▸ **Extracted text**:
--- --- ---

Tuesday, March 18, 2008

Wild Life in the Jungle

While we’ve made a lot of progress on the guest cabin and the property, the interesting stuff this week has been the animals around here, both wild and domestic.

The night after I last posted on the blog, Tom and I were playing cribbage – which we do almost every other night on the nights when we’re not playing dominoes, barely able to tolerate the excitement of living out in the jungle – we suddenly heard a roaring. The dogs all pricked their ears and started barking, and Tom and I looked at each other and…smiled.

--- --- ---

Point-based annotation data:
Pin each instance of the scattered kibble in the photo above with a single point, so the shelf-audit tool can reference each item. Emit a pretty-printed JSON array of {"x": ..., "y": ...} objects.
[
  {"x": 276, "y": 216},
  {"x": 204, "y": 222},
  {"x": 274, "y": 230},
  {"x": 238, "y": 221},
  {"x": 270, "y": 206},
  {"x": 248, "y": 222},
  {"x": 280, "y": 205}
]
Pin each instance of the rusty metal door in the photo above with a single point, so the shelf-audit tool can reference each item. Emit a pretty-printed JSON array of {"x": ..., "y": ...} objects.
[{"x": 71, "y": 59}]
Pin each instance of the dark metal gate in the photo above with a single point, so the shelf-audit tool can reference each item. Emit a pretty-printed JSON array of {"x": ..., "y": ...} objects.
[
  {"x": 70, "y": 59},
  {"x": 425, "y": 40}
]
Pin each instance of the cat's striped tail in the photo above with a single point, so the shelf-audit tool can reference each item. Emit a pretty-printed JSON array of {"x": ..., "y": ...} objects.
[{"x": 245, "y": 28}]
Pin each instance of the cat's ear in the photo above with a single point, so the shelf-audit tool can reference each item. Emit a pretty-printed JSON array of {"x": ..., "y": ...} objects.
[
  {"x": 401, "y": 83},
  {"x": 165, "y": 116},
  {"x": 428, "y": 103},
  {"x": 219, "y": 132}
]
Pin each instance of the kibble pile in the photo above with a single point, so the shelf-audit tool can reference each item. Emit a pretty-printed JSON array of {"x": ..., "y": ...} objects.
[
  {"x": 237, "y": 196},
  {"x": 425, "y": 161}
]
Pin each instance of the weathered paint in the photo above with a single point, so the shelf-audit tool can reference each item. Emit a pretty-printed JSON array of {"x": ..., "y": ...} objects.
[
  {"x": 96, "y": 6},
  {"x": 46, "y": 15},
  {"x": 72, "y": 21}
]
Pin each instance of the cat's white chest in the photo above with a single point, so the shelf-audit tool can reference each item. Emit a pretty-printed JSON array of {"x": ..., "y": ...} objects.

--- --- ---

▸ **Exercise instructions**:
- A) According to the blog post, which game do the writer and Tom play almost every other night?
- B) Reproduce the blog post word for word, between "Wild Life in" and "each other and…smiled.", inclusive.
None of the work requires the listing.

▸ **Answers in order**:
- A) Cribbage.

- B)
Wild Life in the Jungle

While we’ve made a lot of progress on the guest cabin and the property, the interesting stuff this week has been the animals around here, both wild and domestic.

The night after I last posted on the blog, Tom and I were playing cribbage – which we do almost every other night on the nights when we’re not playing dominoes, barely able to tolerate the excitement of living out in the jungle – we suddenly heard a roaring. The dogs all pricked their ears and started barking, and Tom and I looked at each other and…smiled.